── Source data

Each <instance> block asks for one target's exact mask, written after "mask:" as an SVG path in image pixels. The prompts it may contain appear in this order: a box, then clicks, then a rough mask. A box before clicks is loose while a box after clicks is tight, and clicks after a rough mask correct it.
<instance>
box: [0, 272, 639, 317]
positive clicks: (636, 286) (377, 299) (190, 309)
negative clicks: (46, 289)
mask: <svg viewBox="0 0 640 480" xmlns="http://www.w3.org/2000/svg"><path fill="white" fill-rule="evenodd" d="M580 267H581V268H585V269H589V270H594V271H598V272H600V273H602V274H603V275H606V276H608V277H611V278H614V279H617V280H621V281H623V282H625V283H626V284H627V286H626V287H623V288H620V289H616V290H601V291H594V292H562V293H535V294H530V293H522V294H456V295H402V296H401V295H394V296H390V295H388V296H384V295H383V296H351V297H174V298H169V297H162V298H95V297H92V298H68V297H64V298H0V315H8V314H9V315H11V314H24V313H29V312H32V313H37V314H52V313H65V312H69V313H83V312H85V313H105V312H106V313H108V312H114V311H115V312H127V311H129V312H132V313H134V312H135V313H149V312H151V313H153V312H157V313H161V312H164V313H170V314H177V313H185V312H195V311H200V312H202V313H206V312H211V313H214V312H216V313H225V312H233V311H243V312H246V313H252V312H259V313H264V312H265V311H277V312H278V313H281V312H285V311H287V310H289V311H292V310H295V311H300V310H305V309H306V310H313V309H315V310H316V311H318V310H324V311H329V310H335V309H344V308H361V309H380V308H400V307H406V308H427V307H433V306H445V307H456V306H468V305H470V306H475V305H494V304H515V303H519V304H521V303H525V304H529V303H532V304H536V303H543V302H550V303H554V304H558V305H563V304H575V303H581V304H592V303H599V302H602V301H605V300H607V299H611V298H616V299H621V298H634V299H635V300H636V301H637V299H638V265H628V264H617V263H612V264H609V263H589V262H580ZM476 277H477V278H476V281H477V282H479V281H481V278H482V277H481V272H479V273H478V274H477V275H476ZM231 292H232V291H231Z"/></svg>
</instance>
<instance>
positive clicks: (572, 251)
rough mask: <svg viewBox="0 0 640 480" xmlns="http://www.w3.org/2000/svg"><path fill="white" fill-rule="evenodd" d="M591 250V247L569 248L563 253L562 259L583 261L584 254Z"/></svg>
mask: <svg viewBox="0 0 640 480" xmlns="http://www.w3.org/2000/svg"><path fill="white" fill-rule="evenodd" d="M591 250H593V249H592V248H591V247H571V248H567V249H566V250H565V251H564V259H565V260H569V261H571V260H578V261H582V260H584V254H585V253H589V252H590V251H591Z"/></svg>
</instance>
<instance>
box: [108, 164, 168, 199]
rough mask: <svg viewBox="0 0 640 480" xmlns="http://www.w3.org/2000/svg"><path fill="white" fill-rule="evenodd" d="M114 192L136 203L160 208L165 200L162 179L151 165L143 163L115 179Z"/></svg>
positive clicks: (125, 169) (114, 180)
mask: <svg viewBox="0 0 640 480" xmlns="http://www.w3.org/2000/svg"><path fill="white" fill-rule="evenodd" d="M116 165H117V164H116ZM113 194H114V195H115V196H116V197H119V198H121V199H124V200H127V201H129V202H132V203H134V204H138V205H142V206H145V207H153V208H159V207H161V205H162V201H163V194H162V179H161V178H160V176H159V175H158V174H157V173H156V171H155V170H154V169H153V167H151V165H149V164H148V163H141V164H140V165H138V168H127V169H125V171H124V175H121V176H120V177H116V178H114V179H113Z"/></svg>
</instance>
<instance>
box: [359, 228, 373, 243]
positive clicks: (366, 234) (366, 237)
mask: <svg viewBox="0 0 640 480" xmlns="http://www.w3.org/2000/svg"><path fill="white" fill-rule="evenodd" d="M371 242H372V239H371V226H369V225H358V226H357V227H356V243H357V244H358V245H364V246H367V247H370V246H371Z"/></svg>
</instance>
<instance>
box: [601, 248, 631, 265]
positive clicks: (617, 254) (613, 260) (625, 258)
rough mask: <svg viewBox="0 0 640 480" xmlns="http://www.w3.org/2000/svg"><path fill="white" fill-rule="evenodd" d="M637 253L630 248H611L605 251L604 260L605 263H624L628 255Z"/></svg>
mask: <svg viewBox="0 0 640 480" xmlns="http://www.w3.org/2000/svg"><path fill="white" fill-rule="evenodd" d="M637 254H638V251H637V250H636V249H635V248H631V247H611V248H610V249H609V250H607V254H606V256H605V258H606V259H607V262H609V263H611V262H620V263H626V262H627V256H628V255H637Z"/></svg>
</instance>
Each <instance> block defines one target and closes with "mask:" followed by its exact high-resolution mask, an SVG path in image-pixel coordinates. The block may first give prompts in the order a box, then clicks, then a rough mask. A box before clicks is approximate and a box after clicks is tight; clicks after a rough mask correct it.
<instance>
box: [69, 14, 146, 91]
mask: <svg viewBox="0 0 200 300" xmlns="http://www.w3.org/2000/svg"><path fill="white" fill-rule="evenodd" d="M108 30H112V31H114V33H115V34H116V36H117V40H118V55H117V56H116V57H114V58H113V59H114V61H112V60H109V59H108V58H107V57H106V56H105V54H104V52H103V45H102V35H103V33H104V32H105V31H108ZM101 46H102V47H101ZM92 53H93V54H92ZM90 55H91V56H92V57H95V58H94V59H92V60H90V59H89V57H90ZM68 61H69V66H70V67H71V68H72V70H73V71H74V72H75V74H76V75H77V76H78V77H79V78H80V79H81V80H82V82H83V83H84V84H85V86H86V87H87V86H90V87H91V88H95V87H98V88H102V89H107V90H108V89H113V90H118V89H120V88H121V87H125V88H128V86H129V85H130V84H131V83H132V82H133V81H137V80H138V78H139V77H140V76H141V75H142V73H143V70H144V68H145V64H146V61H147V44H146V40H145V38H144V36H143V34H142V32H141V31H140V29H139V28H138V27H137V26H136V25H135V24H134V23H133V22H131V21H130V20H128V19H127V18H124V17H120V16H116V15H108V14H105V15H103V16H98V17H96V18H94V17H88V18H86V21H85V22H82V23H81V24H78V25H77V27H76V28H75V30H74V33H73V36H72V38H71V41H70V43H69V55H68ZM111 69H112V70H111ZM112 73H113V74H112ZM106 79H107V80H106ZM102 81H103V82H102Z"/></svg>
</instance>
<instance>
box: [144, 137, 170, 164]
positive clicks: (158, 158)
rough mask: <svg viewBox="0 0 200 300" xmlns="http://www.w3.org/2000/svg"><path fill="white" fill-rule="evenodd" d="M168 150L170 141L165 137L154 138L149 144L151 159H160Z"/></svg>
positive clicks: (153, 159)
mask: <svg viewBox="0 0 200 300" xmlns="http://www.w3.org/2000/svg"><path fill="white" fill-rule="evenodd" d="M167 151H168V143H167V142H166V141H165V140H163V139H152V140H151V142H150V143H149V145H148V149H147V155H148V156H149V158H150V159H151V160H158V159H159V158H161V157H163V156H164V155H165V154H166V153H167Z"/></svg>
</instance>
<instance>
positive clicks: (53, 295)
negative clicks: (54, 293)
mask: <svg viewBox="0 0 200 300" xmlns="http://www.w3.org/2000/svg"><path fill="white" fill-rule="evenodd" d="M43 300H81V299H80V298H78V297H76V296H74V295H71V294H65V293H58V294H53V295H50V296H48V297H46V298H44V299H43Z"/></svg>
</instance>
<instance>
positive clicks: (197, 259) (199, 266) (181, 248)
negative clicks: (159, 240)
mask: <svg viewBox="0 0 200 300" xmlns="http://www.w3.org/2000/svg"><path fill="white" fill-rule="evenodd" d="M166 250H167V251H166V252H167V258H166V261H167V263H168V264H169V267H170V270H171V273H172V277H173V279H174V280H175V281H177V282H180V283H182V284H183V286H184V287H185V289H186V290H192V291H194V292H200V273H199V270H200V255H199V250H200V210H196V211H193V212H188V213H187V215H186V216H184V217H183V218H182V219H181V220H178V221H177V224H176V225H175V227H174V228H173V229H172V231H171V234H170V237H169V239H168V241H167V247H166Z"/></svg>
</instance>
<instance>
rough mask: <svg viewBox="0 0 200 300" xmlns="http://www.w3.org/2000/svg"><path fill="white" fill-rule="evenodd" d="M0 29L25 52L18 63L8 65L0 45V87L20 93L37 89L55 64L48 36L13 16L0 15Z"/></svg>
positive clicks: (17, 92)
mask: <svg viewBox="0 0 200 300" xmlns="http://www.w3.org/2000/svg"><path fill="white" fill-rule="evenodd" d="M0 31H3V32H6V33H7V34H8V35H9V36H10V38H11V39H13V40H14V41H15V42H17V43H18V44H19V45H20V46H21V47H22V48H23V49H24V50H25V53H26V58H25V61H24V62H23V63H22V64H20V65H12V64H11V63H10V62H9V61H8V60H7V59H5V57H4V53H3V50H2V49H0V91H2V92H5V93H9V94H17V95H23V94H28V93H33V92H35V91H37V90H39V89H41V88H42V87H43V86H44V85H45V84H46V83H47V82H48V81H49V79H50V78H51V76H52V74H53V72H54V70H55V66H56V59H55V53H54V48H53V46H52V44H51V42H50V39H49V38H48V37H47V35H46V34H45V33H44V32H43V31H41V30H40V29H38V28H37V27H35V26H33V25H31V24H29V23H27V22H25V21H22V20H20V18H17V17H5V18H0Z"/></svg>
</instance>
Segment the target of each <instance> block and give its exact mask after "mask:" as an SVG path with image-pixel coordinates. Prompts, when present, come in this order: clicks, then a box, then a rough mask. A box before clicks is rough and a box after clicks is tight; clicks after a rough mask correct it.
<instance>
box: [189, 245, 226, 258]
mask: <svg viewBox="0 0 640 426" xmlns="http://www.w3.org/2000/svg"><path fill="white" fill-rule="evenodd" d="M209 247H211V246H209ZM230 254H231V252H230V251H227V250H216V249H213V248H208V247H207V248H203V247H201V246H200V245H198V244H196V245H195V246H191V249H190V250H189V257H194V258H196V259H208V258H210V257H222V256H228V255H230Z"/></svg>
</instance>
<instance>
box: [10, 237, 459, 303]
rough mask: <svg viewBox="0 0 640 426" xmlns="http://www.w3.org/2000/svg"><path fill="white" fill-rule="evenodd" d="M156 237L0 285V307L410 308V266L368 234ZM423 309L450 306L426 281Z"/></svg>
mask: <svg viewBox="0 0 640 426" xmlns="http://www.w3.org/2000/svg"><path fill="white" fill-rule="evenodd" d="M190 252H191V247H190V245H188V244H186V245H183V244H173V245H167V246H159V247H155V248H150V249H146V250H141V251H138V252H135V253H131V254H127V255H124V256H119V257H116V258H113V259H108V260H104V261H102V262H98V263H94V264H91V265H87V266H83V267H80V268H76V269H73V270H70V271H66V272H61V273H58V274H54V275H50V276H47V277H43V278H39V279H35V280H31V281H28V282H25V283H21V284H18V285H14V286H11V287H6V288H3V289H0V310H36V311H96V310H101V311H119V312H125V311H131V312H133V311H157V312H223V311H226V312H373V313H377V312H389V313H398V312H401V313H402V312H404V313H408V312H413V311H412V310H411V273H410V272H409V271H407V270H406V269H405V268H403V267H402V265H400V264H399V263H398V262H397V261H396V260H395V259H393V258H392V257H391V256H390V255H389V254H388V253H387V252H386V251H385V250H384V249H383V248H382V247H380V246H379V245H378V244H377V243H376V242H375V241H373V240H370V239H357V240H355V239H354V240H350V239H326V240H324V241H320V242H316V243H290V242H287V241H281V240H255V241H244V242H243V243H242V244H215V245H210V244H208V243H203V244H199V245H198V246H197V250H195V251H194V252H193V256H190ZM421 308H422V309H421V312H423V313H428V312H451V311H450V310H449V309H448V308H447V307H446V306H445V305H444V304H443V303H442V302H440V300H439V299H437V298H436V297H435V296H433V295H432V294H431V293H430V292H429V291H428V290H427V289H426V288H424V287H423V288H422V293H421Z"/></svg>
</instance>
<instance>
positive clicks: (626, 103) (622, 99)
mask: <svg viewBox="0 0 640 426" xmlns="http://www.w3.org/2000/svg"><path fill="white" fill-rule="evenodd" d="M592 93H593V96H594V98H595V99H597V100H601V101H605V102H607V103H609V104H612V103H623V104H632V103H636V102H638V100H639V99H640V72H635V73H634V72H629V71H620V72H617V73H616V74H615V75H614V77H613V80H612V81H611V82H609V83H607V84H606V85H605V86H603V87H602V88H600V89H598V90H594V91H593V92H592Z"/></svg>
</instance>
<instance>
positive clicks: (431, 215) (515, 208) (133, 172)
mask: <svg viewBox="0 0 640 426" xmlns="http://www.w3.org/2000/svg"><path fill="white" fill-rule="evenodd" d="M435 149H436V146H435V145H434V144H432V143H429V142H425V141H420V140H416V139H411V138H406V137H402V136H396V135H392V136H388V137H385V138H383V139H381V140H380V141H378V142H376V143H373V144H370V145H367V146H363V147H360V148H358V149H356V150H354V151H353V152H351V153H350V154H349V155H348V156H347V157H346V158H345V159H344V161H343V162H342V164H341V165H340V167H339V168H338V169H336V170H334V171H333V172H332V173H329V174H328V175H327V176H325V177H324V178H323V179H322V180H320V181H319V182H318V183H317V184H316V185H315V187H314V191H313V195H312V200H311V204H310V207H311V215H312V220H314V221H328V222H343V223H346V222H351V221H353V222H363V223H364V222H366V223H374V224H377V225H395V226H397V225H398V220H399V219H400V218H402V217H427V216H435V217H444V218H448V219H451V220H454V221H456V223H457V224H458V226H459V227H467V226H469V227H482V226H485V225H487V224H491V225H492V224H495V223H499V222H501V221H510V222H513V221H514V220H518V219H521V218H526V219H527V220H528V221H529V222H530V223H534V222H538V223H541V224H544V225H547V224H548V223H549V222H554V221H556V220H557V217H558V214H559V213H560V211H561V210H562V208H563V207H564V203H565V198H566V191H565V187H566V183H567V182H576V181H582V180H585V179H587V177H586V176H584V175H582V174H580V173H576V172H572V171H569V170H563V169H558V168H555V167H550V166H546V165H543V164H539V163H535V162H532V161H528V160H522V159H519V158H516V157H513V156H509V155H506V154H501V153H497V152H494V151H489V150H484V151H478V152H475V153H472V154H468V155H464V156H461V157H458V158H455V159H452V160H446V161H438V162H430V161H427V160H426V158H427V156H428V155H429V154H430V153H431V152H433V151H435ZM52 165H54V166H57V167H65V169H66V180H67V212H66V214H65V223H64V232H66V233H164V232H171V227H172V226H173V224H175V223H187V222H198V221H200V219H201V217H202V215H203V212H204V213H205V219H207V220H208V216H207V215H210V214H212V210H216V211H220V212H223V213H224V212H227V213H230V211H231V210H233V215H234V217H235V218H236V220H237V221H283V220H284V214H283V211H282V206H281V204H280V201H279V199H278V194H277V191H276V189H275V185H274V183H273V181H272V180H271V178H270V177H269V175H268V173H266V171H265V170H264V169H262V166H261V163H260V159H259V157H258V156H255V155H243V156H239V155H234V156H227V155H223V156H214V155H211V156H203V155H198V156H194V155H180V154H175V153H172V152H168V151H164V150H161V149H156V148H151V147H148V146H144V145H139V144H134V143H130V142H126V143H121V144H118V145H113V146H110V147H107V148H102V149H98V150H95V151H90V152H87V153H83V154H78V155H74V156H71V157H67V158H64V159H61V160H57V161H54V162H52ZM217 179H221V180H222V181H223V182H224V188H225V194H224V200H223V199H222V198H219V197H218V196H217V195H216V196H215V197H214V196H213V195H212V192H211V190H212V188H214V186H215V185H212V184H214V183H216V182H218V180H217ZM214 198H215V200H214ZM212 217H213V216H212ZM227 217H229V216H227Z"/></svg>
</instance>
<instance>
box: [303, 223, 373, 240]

────

* **Task directions**:
State how many lines in the material above contain the string "negative", treating uppercase and lowercase as different. Give only the number.

* **Task output**:
3